[[ Source information, beginning ]]

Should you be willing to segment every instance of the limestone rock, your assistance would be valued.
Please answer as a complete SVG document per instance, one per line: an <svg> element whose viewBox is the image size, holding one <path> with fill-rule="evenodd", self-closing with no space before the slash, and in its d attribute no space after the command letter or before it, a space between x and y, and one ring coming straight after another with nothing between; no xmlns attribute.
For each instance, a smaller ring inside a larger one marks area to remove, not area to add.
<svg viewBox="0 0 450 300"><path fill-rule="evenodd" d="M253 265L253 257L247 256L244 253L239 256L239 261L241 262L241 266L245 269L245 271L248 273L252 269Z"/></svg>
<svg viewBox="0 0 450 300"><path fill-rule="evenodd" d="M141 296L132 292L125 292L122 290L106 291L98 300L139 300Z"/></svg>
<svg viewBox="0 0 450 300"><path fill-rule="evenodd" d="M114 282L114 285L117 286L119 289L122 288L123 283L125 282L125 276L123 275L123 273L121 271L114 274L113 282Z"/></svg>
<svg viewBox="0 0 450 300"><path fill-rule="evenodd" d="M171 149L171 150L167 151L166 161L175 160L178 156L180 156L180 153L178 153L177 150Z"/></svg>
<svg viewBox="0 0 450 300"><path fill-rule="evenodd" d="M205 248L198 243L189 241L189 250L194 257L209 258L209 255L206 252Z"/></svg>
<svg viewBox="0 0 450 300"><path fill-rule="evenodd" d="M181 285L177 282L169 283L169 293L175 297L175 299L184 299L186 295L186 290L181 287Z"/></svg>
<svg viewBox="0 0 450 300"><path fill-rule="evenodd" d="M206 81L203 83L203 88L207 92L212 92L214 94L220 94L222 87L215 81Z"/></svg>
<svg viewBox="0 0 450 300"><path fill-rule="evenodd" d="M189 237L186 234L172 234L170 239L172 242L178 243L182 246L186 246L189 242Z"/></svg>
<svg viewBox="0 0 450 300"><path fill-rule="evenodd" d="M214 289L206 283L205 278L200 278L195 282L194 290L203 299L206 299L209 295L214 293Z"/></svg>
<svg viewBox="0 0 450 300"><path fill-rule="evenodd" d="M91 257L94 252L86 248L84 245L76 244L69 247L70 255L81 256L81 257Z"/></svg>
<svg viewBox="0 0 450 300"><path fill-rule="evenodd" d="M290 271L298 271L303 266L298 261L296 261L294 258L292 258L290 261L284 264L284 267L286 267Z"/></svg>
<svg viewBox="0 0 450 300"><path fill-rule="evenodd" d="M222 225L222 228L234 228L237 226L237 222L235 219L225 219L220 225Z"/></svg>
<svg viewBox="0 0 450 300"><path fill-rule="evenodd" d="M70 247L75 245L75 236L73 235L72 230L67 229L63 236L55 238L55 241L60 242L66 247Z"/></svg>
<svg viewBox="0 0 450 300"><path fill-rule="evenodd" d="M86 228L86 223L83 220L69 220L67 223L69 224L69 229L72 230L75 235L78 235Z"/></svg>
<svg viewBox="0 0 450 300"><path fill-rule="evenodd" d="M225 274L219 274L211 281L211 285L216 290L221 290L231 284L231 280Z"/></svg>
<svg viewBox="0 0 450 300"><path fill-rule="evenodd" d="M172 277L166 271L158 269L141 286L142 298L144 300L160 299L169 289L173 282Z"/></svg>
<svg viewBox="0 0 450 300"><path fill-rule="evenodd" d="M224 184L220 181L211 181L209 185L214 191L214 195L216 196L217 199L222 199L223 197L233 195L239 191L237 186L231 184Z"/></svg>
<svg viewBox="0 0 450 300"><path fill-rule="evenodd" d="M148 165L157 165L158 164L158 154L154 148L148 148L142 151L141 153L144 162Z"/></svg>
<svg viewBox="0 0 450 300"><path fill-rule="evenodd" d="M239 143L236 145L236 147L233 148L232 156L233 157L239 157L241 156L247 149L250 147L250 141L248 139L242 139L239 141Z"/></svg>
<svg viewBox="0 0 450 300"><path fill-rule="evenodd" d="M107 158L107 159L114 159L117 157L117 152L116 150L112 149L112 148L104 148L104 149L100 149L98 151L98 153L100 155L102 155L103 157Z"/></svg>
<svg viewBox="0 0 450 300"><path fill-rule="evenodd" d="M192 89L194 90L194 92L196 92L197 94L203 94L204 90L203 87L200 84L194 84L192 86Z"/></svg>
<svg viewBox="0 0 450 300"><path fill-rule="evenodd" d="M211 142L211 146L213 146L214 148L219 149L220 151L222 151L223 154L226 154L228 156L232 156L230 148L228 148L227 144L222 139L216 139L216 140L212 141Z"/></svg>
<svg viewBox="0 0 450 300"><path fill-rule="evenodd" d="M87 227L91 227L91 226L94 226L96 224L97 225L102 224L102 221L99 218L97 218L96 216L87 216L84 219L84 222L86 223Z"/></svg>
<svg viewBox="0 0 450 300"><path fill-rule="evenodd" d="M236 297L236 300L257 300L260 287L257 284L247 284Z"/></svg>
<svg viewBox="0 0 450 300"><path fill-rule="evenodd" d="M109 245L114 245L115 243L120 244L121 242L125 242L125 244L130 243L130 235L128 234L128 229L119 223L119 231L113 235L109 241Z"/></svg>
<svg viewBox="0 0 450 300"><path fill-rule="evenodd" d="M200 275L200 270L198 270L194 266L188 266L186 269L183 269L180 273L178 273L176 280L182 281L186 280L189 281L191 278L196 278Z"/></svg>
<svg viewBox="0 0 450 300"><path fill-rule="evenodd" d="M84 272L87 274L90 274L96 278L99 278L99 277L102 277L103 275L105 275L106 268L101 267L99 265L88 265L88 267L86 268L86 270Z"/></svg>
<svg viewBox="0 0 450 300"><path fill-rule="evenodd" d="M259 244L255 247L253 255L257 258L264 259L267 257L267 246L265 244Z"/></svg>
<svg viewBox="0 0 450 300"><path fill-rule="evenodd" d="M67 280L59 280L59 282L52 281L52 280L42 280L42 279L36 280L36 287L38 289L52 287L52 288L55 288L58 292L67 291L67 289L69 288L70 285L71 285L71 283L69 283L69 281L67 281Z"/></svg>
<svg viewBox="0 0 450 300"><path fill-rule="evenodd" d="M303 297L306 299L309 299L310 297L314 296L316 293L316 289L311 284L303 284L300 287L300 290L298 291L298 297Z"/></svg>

[[ Source information, end ]]

Copy, please, every line from the start of the entries down to the line that holds "Please answer as", with both of those lines included and no others.

Should you be willing to segment every instance of the limestone rock, your assistance would be valued.
Please answer as a complete SVG document per instance, one per line: an <svg> element whose viewBox is the image size, holding one <path> with fill-rule="evenodd", self-closing with no space before the slash, and in its d attribute no space after the command letter or before it, a space between x and y, and one ring coming straight after another with nothing between; no xmlns attribute.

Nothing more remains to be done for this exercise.